Given data Start Marker

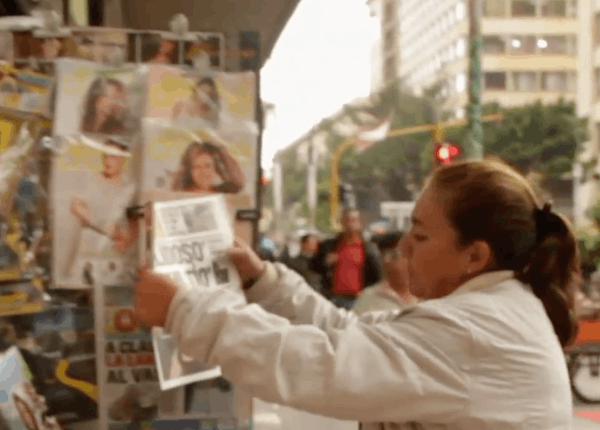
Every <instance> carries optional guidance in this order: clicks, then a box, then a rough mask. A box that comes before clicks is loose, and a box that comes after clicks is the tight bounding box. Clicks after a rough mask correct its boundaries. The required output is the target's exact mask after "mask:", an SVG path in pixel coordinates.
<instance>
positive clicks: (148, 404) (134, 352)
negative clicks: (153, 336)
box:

Given data End Marker

- [Your instructions]: Wherever the string "clicks" is found in the listing above, copy the line that contains it.

- [Answer section]:
Every <instance> carries optional guidance in this order: clicks, then a box, then a rough mask. A box that comes before clicks is loose, and a box that comes after clicks is the tight bounding box. Clicks after a rough mask correct its boundaries. The required output is the target's exact mask after "mask:", an SVG path in pixel coordinates.
positive clicks: (148, 404) (134, 352)
negative clicks: (153, 336)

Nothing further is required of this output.